(BRIEF): Copy out the data that comes next, character for character, and leave the images aside.

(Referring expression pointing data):
=== Section Start ===

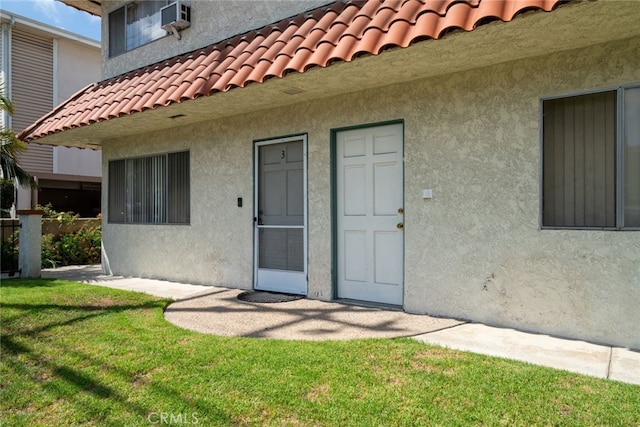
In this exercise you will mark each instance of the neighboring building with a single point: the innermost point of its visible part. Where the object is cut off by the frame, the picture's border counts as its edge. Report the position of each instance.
(41, 67)
(472, 159)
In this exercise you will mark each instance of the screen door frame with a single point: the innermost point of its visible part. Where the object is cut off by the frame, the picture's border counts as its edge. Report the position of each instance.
(287, 281)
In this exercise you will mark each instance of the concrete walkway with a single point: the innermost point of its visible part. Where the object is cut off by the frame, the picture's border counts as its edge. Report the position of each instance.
(217, 311)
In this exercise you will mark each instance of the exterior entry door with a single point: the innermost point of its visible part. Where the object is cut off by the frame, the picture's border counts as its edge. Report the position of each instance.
(370, 209)
(281, 216)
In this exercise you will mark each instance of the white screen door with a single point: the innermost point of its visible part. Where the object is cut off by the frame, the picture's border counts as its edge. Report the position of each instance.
(370, 214)
(281, 216)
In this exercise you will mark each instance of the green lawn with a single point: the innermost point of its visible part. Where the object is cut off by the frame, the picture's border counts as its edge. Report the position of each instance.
(75, 354)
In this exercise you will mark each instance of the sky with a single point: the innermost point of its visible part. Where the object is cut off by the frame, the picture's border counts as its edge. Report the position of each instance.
(56, 14)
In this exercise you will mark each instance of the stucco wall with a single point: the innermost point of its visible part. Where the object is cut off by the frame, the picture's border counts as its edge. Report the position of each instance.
(211, 21)
(474, 251)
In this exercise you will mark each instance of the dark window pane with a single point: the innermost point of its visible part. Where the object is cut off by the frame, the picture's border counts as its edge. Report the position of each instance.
(579, 158)
(117, 191)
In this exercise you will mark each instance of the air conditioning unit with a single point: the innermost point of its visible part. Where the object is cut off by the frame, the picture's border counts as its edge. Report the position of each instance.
(175, 17)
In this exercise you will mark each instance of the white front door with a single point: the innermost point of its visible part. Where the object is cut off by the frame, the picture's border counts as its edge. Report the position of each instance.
(281, 212)
(370, 208)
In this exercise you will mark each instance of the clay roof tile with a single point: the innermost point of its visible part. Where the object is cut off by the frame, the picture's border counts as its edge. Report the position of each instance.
(340, 31)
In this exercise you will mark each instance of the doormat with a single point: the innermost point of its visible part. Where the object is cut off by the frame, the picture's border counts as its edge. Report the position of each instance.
(267, 297)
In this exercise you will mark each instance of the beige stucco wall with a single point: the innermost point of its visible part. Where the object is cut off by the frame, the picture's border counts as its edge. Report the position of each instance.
(211, 21)
(475, 251)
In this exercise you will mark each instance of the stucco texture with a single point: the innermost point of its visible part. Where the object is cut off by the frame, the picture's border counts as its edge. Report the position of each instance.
(474, 251)
(211, 21)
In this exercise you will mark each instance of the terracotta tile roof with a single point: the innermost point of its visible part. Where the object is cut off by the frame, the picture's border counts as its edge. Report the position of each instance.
(341, 31)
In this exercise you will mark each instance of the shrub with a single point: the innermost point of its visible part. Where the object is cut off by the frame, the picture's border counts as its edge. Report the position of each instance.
(79, 248)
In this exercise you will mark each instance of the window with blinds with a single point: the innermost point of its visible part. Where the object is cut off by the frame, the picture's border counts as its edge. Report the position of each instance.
(150, 190)
(591, 160)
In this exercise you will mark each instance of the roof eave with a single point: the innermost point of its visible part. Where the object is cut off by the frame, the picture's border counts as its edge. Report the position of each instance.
(93, 7)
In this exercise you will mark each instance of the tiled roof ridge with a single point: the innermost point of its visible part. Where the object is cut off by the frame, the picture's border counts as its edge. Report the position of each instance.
(337, 32)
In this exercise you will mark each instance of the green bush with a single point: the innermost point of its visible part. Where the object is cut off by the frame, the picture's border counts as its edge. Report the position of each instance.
(79, 248)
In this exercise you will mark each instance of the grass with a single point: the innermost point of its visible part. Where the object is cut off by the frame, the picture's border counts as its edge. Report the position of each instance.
(75, 354)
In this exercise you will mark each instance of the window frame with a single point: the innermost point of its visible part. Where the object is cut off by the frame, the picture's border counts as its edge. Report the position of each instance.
(167, 190)
(619, 173)
(124, 9)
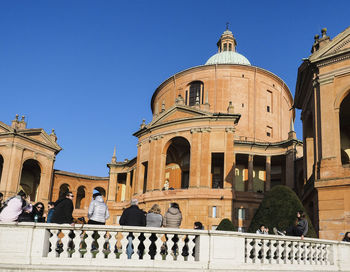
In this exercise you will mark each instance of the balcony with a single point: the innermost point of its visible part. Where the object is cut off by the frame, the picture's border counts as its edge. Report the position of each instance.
(51, 247)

=== Section End ===

(FINISHED TASK):
In this exercise you will mark each instance of the neighboring building with a single point: the innermost point of its visible part. Where the object is cut off by the frame, the picture's border counts as its edge. Report the position of each instance.
(41, 67)
(472, 159)
In this exercise you will mark each instance of the screen door frame with a single point: the innermost point of its visible part. Where the object is cut off by the frame, the picture's border counts as its edge. Report the position of each instance.
(287, 281)
In this exercise you will mark each instance of the concrete walkway with a single point: the innermost point of its visible part. Where the object is cut off by the frame, the picture's border counts as its edge. Report the position of each instance.
(217, 311)
In this exercise you will mark each instance of the exterior entry door with a single point: the innermost point of its visible part. Where the object is cut off by the frame, the picture's border counts as its edge. Report the position of each instance.
(370, 209)
(281, 216)
In this exercise you will mark each instance of the white screen door with a single point: the innermost point of its visible part. Where the object is cut off by the frame, the picture's border counts as its edge. Report the position of each instance.
(370, 214)
(281, 216)
In this exercise you will mark each instance of the green lawn with a single point: the innermost point of its visible part. Where the object is cut off by the frame, the picture's border counts as its edge. Report the position of each instance.
(75, 354)
In this exercise you will mark each instance of the sky with a single point: the innermost point of its visible part. Where the object is cut off by the frame, the picture's border counts as its edge. Report the position of each instance.
(56, 14)
In this exercise you will mark each instance of the stucco wall with a single point: the innermost point of its visible part. Where the object is cut off by the frame, the picture's border counts as its edge. Report the position of each instance.
(211, 21)
(474, 251)
In this exercise you will mark each instance of the dark window pane with a single point: the innermost point of its visible part. Where the object is cut off by the frame, the picture's border counts as its edge. Report the position of each instance.
(579, 158)
(117, 191)
In this exercise you will mark each instance of the air conditioning unit with a single point: the innermost point of its visible part. Where the object is cut off by the frame, the picture's border counts as its edge. Report the position of each instance.
(175, 17)
In this exercise you will mark each instance of the white front door with a single point: the innermost point of its visible part. Where the object is cut off by the frame, the picture's border counts as its edge. Report the position of each instance.
(281, 212)
(370, 208)
In this exercise you will mark each instance of the clay roof tile with a single point: the innermost point of its visible part. Where the object is cut off by the frame, the picture's border counts as its edge. Report the position of each instance.
(340, 31)
In this exercise you will mark each instance of the doormat with a single point: the innermost point of its visible part. Where the object is cut off by the frame, the picture's border counts as its edge. Report the position of each instance.
(267, 297)
In this exercise you will mark each instance of the beige stucco wall with a single point: the innermost point of its visible part. Where the object is cut off by the frame, the picture's border counts as its edge. Report the position of each instance.
(211, 21)
(475, 251)
In this exercise you will mark each instance of the stucco texture with a single point: the innermost point of its visible part. Where the object is cut off by the frame, the picture's border counts as its edge. Report the position of each instance.
(474, 251)
(211, 21)
In this exercise you will mark each instance of the terracotta tile roof with a single point: the innermost point of its visible part. Where the object is cut off by the frame, the picture's border counts as its edge. Report the position of each instance.
(341, 31)
In this exercise you will mark each instance of the shrub with a single point: the innermost point of its visible part. Where the object is cut off by the frame, the picture's border counts as its edge. Report the position of each instance.
(79, 248)
In this exercise you will mark each instance of the window with blinds with a single point: the innermost point of its visible part. Where the object is cut off by the frame, the picture's border counts as its edge. Report the position of each instance.
(150, 190)
(591, 160)
In this exercise you will mark each instance of the roof eave with a single point: the innermost point of its visible part. Where the object is cut off by the frame, the picture's border counts as its edge. Report the position of each instance.
(93, 7)
In this exercise you will mark each instance of the tiled roof ridge with a single point: the innermost point of its visible part. Where the object is cut off by the frame, the picture's border counts as its edge. Report the position of each instance.
(337, 32)
In this exercise you will mark each instance of the green bush with a single point: the innermost point of its visible part. Where the object is cut off by the frame, the picture's border counts as its edge. Report the position of each instance.
(79, 248)
In this exercise you will mark each instance of the grass with a single point: the innermost point of its visible part. Where the object is cut off by the frame, the picture's border counts as its edge. Report the position of each instance.
(75, 354)
In this exercise you will mark each instance of the window frame with a single point: the innermost point of its visible part. Where the object is cut off by the frame, the picture's border counts as its edge. Report the position of each instance.
(167, 190)
(619, 173)
(124, 9)
In this exercise you will mark each instance of the balcony with a single point: the innermost point of its visible part. Where the object is cut off by the frame, the picture's border counts as its edge. Report the position of each instance.
(51, 247)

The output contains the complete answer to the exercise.